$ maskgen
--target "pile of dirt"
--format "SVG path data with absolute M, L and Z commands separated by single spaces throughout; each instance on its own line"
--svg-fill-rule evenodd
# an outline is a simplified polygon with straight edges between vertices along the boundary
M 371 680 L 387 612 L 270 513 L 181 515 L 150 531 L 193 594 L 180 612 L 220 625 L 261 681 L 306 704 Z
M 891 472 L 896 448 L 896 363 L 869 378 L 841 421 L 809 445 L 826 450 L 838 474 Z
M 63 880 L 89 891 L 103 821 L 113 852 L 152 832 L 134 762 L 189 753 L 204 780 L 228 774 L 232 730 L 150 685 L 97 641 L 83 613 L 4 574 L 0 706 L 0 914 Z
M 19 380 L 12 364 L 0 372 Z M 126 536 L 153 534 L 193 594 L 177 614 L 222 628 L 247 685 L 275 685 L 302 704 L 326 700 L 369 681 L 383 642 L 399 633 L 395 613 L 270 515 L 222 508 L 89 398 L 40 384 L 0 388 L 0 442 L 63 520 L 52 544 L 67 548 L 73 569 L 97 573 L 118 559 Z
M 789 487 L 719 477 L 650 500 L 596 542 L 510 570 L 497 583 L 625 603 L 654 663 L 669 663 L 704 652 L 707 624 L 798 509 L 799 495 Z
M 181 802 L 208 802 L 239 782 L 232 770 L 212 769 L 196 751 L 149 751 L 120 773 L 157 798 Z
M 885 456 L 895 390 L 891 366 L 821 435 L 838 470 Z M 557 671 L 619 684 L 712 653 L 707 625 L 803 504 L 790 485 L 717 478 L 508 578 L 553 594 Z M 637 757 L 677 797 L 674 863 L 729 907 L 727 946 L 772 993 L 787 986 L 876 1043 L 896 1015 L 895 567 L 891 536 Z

Requirements: Reproduce every line from the start of the records through the line containing "M 789 487 L", requests included. Multiply each coordinate in the answers by 2.3 and round it to a whole number, with halves rounding up; don't change any other numbers.

Answer:
$ maskgen
--target "pile of dirt"
--format "SVG path data with absolute M, L and Z commands separated by single spaces throughout; each instance on its own line"
--svg-fill-rule evenodd
# an outline is a simplified polygon with straight edges between vertices along the boundary
M 853 1564 L 890 1408 L 621 1180 L 416 1185 L 345 1221 L 444 1366 L 414 1408 L 506 1438 L 600 1566 L 704 1619 Z
M 2049 1086 L 2061 1030 L 2061 835 L 1999 869 L 1934 968 L 1861 1024 L 1900 1035 L 1927 1090 Z
M 145 2024 L 205 2049 L 237 1888 L 260 1960 L 350 1914 L 308 1753 L 435 1732 L 469 1794 L 524 1780 L 534 1679 L 345 1576 L 223 1474 L 191 1410 L 9 1320 L 0 1624 L 0 2102 Z
M 44 874 L 28 837 L 0 856 Z M 290 1233 L 352 1228 L 444 1366 L 407 1412 L 511 1444 L 568 1576 L 633 1576 L 695 1619 L 750 1610 L 849 1566 L 881 1477 L 918 1456 L 909 1410 L 621 1185 L 511 1168 L 205 915 L 92 883 L 0 892 L 0 1017 L 145 1196 L 120 1251 L 154 1260 L 168 1309 L 223 1318 L 271 1286 Z
M 1815 1120 L 1654 1097 L 1495 1150 L 1371 1247 L 1173 1311 L 1143 1341 L 1438 1387 L 1504 1525 L 1539 1525 L 1619 1500 L 1626 1435 L 1835 1171 L 1838 1139 Z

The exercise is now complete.